TEXT EXCERPT START

Skip to main content

Risk Calculation for Formaldehyde Should Prioritize Scientific Peer Review, Avoid Sweeping Assumptions

February 2, 2026

Via Docket (EPA-HQ-OPPT-2018-0443)

The Honorable Lee Zeldin, EPA Administrator
U.S. Environmental Protection Agency
1200 Pennsylvania Avenue, NW (MC-7101M) 
Washington, DC 20460

Subject: Comments on the U.S. Environmental Protection Agency’s Draft Risk Calculation Memorandum: Formaldehyde, Docket # EPA-HQ-OPPT-2018-0438-0240, Fed. Reg. 2025-21776

On behalf of National Taxpayers Union, the nation’s oldest taxpayer advocacy organization, we appreciate the opportunity to comment on EPA’s Updated Draft Risk Calculation Memorandum for formaldehyde. We applaud the Environmental Protection Agency, under the leadership of Administrator Lee Zeldin, for prioritizing best available science, transparency, and rigorous scientific peer review in its implementation of the Toxic Substances Control Act (TSCA). Such prioritization helps to ensure that TSCA functions most effectively not only for the environment, but also for taxpayers. 

EPA’s Updated Draft is a constructive step in the right direction towards a readjustment of the formaldehyde risk evaluation toward chemical-specific evidence and away from unsupported default assumptions. This science-based approach by the Agency will strengthen broad confidence in the TSCA process and support regulatory outcomes that are both protective of human health and durable over time.

TSCA directs EPA to base risk evaluations on the best available science and the weight of the scientific evidence—not generalized precautionary assumptions. The Updated Draft reflects faithful adherence to this mandate by revisiting prior hazard assumptions, incorporating extensive peer-review input, and anchoring inhalation risk calculations in high-quality, controlled human exposure data.

TEXT EXCERPT END
DATASET START

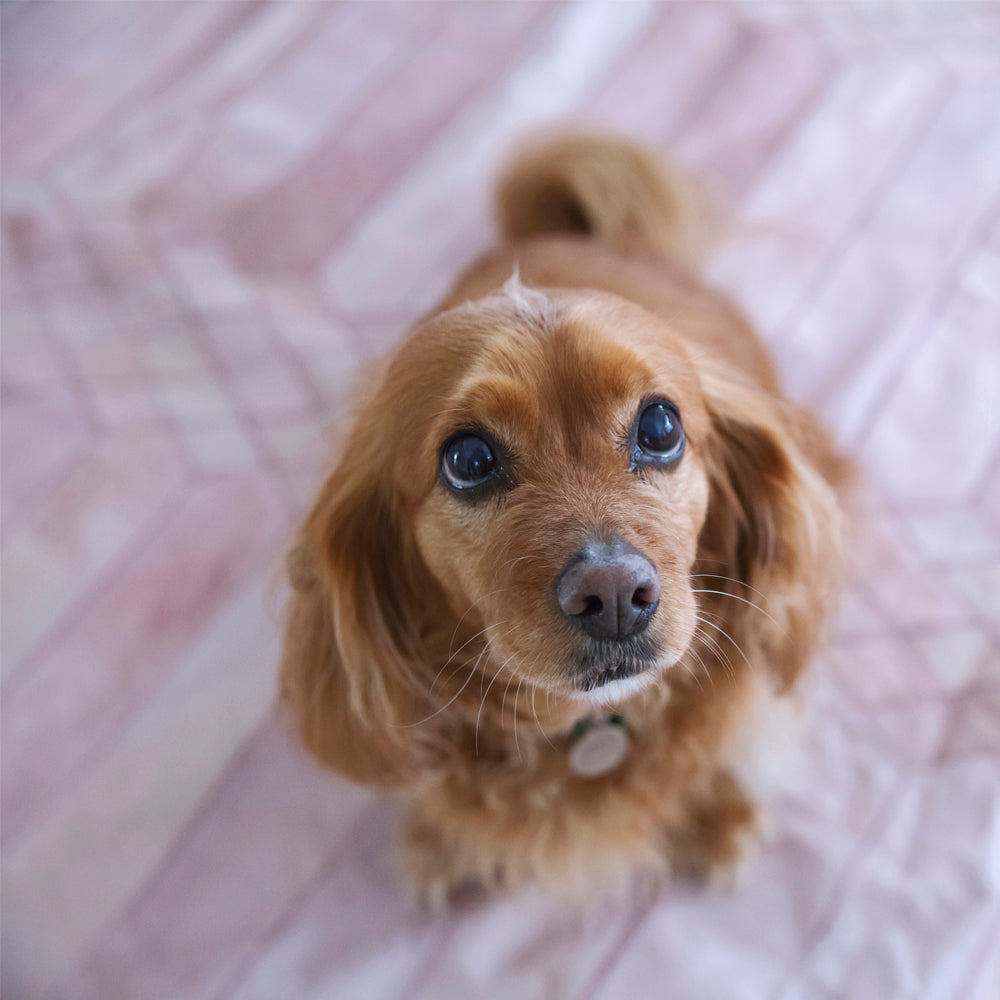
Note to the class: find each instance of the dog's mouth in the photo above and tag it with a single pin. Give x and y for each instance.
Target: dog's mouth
(606, 663)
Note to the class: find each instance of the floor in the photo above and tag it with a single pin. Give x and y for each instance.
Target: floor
(213, 214)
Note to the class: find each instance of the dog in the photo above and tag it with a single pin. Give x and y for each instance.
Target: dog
(576, 553)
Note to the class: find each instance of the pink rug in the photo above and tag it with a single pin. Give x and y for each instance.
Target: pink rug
(213, 213)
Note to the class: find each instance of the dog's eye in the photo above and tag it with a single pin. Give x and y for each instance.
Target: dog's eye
(467, 461)
(659, 433)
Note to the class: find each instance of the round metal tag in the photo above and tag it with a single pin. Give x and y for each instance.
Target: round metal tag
(599, 750)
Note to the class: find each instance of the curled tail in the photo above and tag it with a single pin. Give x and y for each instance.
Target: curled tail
(604, 187)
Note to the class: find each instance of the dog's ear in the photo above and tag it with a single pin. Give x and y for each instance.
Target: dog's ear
(352, 646)
(773, 520)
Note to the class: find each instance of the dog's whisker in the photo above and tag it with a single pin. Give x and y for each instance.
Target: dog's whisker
(732, 640)
(720, 653)
(534, 688)
(479, 714)
(736, 597)
(472, 673)
(517, 692)
(503, 701)
(731, 579)
(459, 650)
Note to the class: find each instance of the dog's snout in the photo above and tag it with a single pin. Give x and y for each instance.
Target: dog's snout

DATASET END

● **REQUIREMENT 1**: In the formaldehyde comment letter, list everything the letter applauds EPA for prioritizing in its implementation of TSCA.
● **REQUIREMENT 2**: Print the part of the formaldehyde comment letter that opens with the words containing "The Honorable Lee" and closes with "also for taxpayers.".
● **REQUIREMENT 3**: Proceed with the formaldehyde comment letter from the point where it stops.
None of the items have any bearing on this work.

● **EXPECTED OUTPUT 1**:
- Best available science
- Transparency
- Rigorous scientific peer review

● **EXPECTED OUTPUT 2**:
The Honorable Lee Zeldin, EPA Administrator
U.S. Environmental Protection Agency
1200 Pennsylvania Avenue, NW (MC-7101M) 
Washington, DC 20460

Subject: Comments on the U.S. Environmental Protection Agency’s Draft Risk Calculation Memorandum: Formaldehyde, Docket # EPA-HQ-OPPT-2018-0438-0240, Fed. Reg. 2025-21776

On behalf of National Taxpayers Union, the nation’s oldest taxpayer advocacy organization, we appreciate the opportunity to comment on EPA’s Updated Draft Risk Calculation Memorandum for formaldehyde. We applaud the Environmental Protection Agency, under the leadership of Administrator Lee Zeldin, for prioritizing best available science, transparency, and rigorous scientific peer review in its implementation of the Toxic Substances Control Act (TSCA). Such prioritization helps to ensure that TSCA functions most effectively not only for the environment, but also for taxpayers.

● **EXPECTED OUTPUT 3**:
As you know, formaldehyde is a substance common across numerous areas of the economy, including  automobile manufacturing and health care. Studies have shown the significant economic value of this chemical to our economy overall and in numerous products used by governments, which means taxpayers have a significant stake in ensuring it can be regulated reasonably to protect both human health and the well-being of American job creators. 

NTU has weighed in on this topic consistently over the past several years since the Biden Administration began heavy-handed, poorly-grounded regulatory efforts in the chemical space, including one against formaldehyde. As such, we offer a series of resources that we hope would help guide EPA’s approach to regulation in this case. 

1. “Myopic IRIS Program Could Blindside Taxpayers,” April 2022 by Pete Sepp. 
2. “NTU-Led Coalition Writes to House Energy and Commerce Committee on EPA Regulatory Powers,” October 2023.
3. “NTU Weighs in on Burdensome Rule by the EPA,” October 2022 by Pete Sepp and Alex Milliken. 

EPA’s Updated Draft Risk Calculation Memorandum represents a significant step forward in rightsizing 
formaldehyde’s risk evaluation. We commend Administrator Zeldin and the Agency for their leadership in grounding regulatory decisions in evidence, peer review, and chemical-specific science.

As you work to finalize this rule, we stand ready to continue engaging constructively with EPA to support science-based chemical regulation that protects health while supporting U.S. economic leadership and taxpayers.